» Document
* START *

In Brief: A trademark cannot be cancelled after a fraudulent declaration of incontestability.
Here’s What Happened:
First, a little background about the Section 15 declaration of incontestability for a trademark. Before the fifth anniversary of the registration of a trademark, the registration is prima facie evidence of rights in the mark. So, the USPTO can cancel the registration for any reason that would have prevented registration in the first place. After the fifth anniversary, the registrant can file a Section 15 Declaration of Incontestability. Once the mark becomes incontestable, registration can only be cancelled if the mark becomes generic or is abandoned. Therefore, a registrant has a lot to gain when the mark achieves incontestability.
Now to the matter at hand.
In 2003, Great Concepts LLC applied to register the trademark, “DANTANNA’S” for a steak and seafood restaurant. In 2006, Chutter Inc. filed a cancellation proceeding due to an alleged likelihood of confusion with, DAN TANA, a trademark it acquire from the eponymous owner of a restaurant. The Trademark Trial and Appeal Board suspended the cancellation proceeding because parties were also engaged in litigation in the district court. The district court granted Great Concepts’ motion for summary judgment. The cancellation proceeding was dismissed because Chutter had no rights in the mark after summary judgment in Great Concepts’ favor. Chutter appealed to the Eleventh Circuit Court of Appeals.
While this was going on, Great Concepts’ former attorney filed a combined Section 8 Declaration of Use and Section 15 Declaration of Incontestability. The attorney declared, among other things, “there is no proceeding involving said rights pending and not disposed of either in the U.S. Patent and Trademark Office or in the courts.” This statement was false because of the district court proceeding and the pending appeal resulting from it.
In July 2015, Chutter petitioned the Board for the cancellation of Great Concepts’ “DANTANNA’S” mark due to the false declaration of Great Concepts’ former attorney in the Section 15 Declaration. The Board concluded that the former attorney’s false Section 15 declaration satisfied the “fraudulently obtained” standard that warrants cancellation of the registration. The Board cancelled the registration.

* END *

» Short exercise 1
Copy the stretch of the trademark article from "In July 2015, Chutter" through "cancelled the registration.".

[Excerpts of pointing data]
* START *

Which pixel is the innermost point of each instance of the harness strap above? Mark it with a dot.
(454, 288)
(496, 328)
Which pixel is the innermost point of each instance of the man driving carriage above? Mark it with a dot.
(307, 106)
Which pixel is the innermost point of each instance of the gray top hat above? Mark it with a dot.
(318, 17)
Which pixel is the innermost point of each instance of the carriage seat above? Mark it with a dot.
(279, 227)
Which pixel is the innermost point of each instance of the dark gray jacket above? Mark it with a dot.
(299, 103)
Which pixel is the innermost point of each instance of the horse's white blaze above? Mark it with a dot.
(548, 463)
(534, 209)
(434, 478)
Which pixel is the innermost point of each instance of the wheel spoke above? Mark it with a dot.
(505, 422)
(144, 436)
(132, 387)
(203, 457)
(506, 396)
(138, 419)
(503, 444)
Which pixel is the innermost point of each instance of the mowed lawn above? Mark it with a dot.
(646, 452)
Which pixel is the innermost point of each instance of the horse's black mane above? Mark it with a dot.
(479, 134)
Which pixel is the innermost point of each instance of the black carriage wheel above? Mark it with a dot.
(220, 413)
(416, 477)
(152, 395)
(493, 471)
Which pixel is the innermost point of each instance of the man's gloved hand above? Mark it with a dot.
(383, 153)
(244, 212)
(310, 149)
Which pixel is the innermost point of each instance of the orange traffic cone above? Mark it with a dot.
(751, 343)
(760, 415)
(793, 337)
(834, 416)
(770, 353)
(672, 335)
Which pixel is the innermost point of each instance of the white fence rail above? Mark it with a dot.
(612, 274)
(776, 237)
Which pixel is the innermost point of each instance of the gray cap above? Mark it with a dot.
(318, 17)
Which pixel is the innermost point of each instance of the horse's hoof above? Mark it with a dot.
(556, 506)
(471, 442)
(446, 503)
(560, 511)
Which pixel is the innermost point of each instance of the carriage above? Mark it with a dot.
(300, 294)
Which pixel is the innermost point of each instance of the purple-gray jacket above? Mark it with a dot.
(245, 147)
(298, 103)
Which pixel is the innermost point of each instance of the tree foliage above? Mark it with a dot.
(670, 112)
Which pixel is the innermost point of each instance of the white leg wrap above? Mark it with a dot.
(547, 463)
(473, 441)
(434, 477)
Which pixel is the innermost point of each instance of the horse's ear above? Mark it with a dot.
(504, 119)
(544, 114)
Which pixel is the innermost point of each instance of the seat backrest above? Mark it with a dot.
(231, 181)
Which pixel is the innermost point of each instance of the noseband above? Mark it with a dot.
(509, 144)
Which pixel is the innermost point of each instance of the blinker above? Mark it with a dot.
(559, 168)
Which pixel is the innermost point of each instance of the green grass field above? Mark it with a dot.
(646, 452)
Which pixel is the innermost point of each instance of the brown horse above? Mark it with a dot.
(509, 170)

* END *

» Short exercise 2
How many lines in the rows contain the string "white", matching case exactly? Give only the number.

» Correct result 1
In July 2015, Chutter petitioned the Board for the cancellation of Great Concepts’ “DANTANNA’S” mark due to the false declaration of Great Concepts’ former attorney in the Section 15 Declaration. The Board concluded that the former attorney’s false Section 15 declaration satisfied the “fraudulently obtained” standard that warrants cancellation of the registration. The Board cancelled the registration.

» Correct result 2
3